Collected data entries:
--- START ---

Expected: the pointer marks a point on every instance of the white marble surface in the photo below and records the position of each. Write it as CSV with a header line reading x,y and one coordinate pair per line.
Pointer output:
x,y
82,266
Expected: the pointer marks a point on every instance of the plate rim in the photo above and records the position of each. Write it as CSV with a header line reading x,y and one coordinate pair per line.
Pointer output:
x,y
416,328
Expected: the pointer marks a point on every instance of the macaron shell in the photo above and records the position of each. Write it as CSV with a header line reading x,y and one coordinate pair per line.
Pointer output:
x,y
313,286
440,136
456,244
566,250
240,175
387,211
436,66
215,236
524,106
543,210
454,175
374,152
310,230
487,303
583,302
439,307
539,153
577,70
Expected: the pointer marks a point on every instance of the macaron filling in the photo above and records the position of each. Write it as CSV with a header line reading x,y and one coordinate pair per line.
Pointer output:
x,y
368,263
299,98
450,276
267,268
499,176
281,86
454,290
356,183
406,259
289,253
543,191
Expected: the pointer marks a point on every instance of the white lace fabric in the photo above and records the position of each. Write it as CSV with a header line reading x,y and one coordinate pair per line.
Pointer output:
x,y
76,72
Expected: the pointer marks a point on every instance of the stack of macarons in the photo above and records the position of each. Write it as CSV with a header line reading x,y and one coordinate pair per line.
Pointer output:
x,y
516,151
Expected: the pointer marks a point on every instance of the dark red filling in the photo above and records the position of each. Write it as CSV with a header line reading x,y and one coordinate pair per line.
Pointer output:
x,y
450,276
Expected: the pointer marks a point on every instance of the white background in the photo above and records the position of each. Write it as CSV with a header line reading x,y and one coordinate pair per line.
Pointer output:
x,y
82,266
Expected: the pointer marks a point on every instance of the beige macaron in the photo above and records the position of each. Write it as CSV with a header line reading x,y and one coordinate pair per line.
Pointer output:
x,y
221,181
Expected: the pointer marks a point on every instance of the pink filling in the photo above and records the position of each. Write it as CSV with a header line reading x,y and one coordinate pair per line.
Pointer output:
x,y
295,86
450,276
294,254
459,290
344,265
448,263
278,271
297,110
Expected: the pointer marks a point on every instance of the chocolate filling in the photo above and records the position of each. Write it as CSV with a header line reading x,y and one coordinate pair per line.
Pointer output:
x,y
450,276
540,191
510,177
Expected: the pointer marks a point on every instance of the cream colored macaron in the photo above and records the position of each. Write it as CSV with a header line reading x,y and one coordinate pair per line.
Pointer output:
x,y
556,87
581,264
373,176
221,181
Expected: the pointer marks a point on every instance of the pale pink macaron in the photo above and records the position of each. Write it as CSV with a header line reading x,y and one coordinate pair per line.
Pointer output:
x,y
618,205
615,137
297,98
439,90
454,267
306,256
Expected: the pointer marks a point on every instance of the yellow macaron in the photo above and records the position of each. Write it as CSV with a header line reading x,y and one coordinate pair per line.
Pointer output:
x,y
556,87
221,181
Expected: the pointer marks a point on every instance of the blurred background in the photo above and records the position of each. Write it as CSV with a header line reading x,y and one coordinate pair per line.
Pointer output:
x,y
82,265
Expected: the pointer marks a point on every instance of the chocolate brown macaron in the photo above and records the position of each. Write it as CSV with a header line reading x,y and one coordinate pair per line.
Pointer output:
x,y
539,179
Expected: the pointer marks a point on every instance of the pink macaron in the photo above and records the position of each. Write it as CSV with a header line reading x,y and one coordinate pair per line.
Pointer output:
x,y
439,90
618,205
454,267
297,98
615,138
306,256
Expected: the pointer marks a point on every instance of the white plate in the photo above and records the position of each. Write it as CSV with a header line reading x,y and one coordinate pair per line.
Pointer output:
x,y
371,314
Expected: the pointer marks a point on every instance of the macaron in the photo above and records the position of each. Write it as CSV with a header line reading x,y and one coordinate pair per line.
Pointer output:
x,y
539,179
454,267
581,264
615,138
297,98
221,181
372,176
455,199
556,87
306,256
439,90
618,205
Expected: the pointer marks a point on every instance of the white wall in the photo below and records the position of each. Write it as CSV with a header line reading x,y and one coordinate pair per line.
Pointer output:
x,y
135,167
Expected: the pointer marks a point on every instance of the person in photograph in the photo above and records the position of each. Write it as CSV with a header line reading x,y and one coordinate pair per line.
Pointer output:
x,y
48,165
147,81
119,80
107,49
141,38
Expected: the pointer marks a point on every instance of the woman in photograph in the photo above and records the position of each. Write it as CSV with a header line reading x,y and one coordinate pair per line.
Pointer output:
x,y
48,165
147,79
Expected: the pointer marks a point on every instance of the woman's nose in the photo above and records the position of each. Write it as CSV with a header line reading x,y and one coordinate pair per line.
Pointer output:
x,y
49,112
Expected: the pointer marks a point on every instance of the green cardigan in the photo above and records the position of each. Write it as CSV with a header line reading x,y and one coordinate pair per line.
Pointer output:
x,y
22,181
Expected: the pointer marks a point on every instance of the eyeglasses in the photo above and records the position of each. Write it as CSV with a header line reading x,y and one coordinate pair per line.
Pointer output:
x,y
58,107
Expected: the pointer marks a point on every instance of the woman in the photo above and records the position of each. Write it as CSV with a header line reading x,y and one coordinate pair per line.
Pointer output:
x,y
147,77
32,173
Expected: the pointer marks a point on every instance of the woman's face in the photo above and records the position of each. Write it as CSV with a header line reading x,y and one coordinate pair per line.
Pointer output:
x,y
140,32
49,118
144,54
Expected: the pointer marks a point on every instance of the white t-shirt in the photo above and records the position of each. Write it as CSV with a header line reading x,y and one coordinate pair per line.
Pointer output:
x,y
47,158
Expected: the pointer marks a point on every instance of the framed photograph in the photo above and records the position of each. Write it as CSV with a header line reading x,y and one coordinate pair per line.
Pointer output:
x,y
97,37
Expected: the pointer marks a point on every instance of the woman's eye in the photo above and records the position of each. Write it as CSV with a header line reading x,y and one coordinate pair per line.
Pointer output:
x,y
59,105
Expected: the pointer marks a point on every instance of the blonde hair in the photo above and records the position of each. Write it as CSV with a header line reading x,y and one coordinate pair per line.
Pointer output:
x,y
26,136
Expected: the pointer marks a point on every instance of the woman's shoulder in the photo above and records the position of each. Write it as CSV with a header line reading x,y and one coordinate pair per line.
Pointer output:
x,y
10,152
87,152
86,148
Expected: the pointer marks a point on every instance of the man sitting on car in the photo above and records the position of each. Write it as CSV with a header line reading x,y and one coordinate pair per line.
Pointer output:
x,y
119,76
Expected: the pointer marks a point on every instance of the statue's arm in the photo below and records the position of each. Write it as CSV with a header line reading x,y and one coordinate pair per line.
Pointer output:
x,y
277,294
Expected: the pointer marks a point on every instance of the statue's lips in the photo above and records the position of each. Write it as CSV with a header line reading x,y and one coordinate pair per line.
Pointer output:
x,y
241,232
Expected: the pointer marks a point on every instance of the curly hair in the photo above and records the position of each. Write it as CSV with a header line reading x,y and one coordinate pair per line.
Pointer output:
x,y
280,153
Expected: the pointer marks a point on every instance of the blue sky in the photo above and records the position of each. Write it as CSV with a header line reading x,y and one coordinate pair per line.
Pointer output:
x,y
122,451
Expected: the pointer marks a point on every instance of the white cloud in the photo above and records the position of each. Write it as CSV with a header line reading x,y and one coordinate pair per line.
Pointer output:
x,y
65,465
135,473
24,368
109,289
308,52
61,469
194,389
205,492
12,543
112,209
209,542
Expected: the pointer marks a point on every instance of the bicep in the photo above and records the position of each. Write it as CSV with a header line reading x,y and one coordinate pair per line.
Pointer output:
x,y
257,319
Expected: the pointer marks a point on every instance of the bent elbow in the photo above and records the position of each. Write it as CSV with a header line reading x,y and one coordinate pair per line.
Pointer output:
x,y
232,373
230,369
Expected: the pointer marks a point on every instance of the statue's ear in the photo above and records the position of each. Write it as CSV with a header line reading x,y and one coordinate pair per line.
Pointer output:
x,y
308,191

--- END ---

### Directions
In the records, how many lines include the string "chocolate"? The answer is that number alone.

### Solution to this problem
2